• Source information
──────────────────────────────

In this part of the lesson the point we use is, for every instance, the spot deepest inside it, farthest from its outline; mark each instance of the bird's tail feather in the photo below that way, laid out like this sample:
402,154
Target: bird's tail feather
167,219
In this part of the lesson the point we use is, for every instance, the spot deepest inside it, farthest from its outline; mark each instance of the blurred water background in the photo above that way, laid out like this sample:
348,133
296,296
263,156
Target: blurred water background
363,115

──────────────────────────────

Every line that holds the word "spot" should be copied from the listing.

In this part of the lesson the point we use is, for every instance, the spot deepest inside it, farthest from its outline; mark each instance of the bird's tail feather in the photo below that way, laid out like this sample:
In this part of the lesson the point we use is, for every instance, the spot deepest inside it, farthest from its outline; mark each instance of the blurred water background in the photo above that way, laid out like this sample:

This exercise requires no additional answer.